# start of Document section
Women, Power, and Revolution (1998)
by Kathleen
Neal Cleaver
About
two weeks before I joined SNCC, "Black Power" replaced
"Freedom Now" as the battle cry. We, young women and young
men who flocked to the front lines of the war against segregation,
were contesting the remaining legacy of racial slavery. What we
sought to eliminate were the legal, social, psychological, economic,
and political limitations still being imposed on our human rights,
and on our rights as citizens. That was the context in which we
fought to remove limitations imposed by gender, clearly aware that it
could not be fought as a stand-alone issue.
During
that era, we hadn't developed much language to talk, about the
elimination of gender discrimination. Racism and poverty, imposed by
bloody terrorists backed by state power, seemed so overwhelming then,
and the ghastly backdrop of the war in Vietnam kept us alert as to
what was at stake. It was not that gender discrimination wasn't
apparent. It was evident in the most intimate matters—separate
bathrooms marked "colored women" or "white ladies";
it was obvious in the facts that so many schools did not allow women
to attend, and that so many jobs were not available if you were a
woman. But from the early to mid-1960s, the first order of business
was not how to advance our cause as women but how to empower the
community of which we were a part, and how to protect our lives in
the process.
# end of Document section
Jobs:
A) Translate this sentence from the essay on women and revolution into Spanish: "It was not that gender discrimination wasn't apparent."
B) Carry on the essay on women and revolution, picking up after its last sentence.
# start of Given data
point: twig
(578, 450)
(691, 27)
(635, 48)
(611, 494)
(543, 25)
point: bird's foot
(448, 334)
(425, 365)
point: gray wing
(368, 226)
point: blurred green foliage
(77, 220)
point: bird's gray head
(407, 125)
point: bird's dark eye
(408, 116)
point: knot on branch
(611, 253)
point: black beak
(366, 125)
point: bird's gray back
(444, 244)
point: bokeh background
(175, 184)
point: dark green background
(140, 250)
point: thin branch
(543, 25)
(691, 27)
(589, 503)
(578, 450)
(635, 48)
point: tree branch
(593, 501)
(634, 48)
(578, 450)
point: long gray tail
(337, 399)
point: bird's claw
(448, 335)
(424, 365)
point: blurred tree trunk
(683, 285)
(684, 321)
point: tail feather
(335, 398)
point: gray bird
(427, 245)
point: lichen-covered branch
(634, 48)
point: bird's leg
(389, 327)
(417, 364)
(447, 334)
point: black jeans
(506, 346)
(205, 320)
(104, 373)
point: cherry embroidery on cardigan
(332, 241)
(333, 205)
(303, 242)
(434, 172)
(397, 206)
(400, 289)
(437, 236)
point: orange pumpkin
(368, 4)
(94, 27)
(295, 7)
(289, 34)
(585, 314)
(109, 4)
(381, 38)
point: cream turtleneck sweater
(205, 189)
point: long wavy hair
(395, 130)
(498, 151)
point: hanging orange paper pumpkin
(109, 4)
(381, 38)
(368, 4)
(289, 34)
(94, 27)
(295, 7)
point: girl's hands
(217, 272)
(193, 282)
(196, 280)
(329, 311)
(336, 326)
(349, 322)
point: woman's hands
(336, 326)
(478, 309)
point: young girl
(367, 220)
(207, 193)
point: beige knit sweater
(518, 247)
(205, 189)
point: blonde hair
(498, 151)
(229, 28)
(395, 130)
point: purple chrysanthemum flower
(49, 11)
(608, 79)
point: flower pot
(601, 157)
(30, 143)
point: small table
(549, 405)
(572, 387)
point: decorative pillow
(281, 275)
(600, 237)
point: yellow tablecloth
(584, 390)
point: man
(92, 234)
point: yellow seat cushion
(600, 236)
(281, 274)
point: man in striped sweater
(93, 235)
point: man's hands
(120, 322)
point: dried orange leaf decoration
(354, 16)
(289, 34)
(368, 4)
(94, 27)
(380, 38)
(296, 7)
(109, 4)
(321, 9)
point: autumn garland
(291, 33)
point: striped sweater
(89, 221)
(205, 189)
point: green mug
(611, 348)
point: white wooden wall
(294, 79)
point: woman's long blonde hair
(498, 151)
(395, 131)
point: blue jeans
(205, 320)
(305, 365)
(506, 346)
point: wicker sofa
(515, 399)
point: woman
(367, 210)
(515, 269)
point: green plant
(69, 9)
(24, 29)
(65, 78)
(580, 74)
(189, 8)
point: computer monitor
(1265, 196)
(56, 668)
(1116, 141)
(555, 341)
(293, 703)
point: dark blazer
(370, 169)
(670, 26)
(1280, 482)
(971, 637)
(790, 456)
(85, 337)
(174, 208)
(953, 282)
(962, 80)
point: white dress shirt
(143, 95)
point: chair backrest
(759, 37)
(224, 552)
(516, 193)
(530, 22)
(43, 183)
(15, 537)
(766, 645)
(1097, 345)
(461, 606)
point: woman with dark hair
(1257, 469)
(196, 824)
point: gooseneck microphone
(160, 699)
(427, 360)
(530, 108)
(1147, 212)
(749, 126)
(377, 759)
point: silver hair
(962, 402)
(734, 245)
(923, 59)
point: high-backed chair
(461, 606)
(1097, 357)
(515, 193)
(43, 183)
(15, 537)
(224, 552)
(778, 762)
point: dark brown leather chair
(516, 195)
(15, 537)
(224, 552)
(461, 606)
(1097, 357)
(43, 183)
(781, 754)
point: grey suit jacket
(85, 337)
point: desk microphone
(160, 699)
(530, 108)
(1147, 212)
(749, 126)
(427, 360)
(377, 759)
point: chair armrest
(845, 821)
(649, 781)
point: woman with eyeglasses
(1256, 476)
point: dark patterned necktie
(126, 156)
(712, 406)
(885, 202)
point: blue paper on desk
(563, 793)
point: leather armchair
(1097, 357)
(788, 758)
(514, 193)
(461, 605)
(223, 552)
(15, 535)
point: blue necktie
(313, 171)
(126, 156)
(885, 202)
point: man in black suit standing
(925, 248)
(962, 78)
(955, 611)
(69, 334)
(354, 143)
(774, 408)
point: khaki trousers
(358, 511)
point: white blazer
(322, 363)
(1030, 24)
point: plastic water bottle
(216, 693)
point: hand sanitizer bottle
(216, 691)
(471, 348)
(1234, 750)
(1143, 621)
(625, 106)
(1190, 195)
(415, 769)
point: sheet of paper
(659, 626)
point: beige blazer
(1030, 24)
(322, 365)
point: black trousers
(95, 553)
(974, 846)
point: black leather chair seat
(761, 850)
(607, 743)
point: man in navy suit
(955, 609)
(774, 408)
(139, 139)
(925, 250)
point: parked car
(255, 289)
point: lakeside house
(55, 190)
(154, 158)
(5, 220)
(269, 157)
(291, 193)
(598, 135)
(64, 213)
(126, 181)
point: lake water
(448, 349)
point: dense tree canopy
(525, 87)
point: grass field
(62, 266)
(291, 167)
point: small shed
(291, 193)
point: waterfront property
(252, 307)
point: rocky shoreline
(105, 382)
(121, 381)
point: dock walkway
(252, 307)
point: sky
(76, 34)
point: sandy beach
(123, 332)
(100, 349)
# end of Given data
Written responses:
A) No era que la discriminación de género no fuera evidente.

B)
Being
in the Movement gave me and everyone who joined it a tremendous
education. That experience taught us how to understand the world
around us, how to think through the issues of what we could do on our
own to advance our peoples cause, how to organize our own people to
change the world around us, and how to stand up to terrorism.
Everything I learned in SNCC I took with me into the fledgling Black
Panther Party. I started working there in November 1967, three or
four weeks after Huey Newton was jailed on charges of killing an
Oakland policeman in a predawn shoot-out. I organized demonstrations.
I wrote leaflets. I held press conferences. I attended court
hearings. I designed posters. I appeared on television programs, I
spoke at rallies. I even ran for political office in order to
organize the community around the program of the Black Panther Party
and mobilize support to free Huey Newton.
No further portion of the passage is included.